**WHAT YOU SHOULD DO:** Report, word for word, every line of the material that contains "lanyard".

**EXTRACTED ENTRIES:**
* * * * * * *

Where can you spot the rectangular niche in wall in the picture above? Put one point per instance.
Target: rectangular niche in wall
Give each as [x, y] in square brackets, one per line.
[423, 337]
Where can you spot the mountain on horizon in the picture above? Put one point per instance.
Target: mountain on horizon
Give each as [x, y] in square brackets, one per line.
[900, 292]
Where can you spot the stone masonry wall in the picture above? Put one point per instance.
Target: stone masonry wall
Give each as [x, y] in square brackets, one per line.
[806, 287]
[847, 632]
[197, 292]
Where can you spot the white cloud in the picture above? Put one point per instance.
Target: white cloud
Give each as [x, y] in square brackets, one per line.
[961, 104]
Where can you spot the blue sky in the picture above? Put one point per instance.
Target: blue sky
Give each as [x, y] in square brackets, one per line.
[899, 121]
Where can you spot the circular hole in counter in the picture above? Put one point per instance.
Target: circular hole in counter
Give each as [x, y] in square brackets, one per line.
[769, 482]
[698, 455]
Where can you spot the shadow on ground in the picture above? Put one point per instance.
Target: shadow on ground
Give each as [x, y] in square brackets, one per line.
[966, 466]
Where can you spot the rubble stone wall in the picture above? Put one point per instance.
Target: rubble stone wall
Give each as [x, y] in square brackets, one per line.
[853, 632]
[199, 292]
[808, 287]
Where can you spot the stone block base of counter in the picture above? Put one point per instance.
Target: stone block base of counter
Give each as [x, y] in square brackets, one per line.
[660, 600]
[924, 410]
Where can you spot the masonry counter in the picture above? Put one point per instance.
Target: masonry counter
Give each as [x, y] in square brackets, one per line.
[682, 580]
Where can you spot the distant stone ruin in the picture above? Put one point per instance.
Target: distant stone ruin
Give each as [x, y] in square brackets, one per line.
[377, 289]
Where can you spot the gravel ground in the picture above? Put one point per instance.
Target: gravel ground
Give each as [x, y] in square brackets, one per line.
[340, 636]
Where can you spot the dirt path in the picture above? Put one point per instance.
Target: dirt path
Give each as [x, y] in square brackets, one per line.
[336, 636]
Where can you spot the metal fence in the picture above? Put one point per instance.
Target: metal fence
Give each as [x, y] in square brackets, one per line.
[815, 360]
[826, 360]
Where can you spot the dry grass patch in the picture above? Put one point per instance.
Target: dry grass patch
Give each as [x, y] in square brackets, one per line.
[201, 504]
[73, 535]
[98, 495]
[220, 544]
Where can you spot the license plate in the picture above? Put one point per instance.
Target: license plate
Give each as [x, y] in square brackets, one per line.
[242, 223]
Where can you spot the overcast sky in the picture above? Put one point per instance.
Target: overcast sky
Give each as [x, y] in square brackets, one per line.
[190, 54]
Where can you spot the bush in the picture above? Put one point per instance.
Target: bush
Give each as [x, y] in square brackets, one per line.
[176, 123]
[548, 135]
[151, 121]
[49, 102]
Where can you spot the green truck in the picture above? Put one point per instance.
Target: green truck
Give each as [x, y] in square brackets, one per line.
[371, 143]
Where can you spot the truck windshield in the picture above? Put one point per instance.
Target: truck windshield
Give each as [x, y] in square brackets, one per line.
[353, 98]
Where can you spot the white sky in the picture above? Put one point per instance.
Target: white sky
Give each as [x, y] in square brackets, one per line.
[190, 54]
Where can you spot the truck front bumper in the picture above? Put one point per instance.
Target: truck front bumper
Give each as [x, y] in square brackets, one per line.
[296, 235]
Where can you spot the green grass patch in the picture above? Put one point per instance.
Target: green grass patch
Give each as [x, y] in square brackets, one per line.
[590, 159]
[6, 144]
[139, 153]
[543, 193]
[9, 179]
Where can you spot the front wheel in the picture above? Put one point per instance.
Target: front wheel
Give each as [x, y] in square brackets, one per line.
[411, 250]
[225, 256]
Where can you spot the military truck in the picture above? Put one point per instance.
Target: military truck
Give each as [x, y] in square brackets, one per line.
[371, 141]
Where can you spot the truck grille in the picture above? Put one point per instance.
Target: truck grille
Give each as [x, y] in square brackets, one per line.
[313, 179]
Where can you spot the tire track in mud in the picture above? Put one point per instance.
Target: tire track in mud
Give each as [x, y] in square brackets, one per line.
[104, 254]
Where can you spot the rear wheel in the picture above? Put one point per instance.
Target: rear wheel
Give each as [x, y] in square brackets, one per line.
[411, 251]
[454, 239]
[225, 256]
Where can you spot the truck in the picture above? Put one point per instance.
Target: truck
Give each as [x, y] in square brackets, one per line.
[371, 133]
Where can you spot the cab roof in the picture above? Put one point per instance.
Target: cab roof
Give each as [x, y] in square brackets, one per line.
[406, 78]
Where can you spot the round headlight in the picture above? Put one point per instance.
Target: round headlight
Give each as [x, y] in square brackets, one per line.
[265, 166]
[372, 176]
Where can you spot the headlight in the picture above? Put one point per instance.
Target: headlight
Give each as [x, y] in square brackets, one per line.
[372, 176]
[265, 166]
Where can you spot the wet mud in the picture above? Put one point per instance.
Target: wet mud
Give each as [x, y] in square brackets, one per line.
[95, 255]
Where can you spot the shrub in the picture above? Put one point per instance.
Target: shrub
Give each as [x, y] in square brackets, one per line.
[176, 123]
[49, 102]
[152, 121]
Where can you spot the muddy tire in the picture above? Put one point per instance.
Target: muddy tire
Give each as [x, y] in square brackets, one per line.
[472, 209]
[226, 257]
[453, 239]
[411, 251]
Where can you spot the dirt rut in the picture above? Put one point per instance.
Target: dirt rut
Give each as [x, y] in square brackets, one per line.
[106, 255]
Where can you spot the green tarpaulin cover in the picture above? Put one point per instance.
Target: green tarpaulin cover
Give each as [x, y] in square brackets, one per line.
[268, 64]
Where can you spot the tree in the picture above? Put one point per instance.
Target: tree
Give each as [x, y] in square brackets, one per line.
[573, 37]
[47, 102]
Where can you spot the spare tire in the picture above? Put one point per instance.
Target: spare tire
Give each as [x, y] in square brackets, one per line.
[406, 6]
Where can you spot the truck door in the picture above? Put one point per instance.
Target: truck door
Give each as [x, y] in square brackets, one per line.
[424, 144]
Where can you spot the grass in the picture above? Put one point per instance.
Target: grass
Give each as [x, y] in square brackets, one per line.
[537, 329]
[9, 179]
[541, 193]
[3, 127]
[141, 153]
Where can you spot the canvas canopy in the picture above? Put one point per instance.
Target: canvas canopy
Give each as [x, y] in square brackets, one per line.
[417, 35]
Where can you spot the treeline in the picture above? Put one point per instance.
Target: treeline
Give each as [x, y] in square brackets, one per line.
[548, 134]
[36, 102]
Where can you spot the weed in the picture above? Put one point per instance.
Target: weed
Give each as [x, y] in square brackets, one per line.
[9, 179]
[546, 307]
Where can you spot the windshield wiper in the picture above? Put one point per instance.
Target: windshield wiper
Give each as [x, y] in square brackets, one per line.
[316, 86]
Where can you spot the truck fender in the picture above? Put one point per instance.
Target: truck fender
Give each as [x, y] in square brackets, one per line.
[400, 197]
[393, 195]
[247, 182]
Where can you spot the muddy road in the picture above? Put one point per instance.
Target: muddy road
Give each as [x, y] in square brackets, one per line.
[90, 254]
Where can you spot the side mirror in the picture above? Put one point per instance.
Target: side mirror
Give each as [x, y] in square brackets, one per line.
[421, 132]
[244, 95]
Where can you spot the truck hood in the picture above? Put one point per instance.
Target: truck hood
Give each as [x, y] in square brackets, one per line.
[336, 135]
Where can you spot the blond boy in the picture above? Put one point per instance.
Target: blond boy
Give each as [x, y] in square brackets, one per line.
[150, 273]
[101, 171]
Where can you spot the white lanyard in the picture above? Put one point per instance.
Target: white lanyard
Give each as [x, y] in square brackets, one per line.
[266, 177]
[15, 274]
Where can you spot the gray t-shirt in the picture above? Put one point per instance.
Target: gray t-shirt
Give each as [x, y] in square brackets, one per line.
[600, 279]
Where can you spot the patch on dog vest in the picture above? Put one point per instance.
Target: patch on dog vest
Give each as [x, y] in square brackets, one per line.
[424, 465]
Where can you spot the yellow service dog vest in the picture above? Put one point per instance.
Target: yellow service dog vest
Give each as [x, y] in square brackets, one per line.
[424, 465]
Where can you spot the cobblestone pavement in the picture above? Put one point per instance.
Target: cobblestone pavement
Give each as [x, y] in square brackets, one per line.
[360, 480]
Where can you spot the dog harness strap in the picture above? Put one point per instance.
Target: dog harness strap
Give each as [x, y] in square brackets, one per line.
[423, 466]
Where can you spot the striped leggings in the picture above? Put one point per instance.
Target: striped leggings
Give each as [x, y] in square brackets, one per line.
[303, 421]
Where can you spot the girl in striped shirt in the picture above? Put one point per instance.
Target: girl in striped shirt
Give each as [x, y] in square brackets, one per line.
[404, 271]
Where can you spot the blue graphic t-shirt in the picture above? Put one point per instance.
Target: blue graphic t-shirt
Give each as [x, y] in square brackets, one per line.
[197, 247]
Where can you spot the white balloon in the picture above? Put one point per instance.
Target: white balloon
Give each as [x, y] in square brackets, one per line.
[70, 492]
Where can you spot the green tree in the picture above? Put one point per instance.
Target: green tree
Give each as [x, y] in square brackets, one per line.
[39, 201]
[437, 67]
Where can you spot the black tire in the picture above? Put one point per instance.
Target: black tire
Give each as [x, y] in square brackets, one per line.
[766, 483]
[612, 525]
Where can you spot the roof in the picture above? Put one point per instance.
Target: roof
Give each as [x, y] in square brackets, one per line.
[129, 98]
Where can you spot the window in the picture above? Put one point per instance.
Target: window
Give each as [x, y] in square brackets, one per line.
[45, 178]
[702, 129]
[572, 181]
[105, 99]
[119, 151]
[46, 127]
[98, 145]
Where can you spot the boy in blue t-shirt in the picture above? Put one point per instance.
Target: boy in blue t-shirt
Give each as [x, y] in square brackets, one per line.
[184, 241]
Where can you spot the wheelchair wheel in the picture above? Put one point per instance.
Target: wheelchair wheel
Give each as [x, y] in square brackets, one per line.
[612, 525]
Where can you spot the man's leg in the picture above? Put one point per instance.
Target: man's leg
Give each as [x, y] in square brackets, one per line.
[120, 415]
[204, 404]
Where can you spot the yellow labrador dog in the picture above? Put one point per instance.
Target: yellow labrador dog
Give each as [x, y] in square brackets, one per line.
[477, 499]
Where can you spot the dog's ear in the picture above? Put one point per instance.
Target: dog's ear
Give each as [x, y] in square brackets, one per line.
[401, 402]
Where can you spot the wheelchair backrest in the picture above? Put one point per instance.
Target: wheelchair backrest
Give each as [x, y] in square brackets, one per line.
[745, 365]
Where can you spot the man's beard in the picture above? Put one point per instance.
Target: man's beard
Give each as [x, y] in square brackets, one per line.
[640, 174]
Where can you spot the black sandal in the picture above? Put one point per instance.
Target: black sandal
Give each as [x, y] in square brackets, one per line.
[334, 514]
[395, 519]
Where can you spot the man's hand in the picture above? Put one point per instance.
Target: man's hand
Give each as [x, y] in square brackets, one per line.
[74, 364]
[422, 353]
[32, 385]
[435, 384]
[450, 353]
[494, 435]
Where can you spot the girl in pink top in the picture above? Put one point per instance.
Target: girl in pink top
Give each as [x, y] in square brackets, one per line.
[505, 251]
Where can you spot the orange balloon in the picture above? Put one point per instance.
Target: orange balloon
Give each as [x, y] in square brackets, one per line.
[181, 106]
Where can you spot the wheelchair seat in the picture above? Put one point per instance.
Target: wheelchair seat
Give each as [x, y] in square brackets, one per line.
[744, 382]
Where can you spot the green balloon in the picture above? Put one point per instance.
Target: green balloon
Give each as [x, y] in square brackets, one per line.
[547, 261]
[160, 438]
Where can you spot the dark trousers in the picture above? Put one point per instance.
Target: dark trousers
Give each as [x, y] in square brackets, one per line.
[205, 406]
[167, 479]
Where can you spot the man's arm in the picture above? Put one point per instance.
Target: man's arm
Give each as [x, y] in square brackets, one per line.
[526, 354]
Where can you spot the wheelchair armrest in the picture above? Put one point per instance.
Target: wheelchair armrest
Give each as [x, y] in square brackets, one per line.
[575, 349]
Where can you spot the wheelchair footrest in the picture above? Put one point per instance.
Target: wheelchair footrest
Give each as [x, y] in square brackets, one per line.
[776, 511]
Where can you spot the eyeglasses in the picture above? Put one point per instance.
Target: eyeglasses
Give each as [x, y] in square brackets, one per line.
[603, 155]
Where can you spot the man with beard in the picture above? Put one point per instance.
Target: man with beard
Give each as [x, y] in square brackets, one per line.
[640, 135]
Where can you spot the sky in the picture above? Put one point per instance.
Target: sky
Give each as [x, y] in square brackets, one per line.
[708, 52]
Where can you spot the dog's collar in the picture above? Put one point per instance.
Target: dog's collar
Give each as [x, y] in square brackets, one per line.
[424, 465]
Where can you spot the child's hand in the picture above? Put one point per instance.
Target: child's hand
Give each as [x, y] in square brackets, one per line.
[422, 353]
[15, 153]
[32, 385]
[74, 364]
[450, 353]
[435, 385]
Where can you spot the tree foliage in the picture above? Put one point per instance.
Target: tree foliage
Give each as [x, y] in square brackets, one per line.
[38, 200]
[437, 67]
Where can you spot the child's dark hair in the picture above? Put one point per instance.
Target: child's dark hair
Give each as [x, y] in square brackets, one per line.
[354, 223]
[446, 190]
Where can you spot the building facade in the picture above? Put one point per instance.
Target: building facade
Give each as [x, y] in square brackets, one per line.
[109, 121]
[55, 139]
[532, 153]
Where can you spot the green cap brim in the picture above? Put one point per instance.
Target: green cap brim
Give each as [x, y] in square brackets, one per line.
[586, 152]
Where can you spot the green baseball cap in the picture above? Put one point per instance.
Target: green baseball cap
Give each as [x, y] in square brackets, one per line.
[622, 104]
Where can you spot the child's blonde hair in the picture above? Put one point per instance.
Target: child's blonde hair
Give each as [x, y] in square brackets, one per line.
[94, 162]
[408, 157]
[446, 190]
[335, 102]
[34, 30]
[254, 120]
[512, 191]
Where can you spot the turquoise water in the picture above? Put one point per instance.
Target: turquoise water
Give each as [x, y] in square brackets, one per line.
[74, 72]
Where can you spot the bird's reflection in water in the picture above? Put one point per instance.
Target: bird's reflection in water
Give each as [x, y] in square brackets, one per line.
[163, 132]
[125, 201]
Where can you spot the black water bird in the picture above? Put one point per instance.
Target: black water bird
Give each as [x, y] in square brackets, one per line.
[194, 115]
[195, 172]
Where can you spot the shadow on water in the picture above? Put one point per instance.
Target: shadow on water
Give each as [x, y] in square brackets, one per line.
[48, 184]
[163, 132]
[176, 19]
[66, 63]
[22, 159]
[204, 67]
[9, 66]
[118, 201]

* * * * * * *

**RESPONSE TO THIS EXERCISE:**
Where can you spot the white lanyard in the picture above? Put one point per instance.
Target: white lanyard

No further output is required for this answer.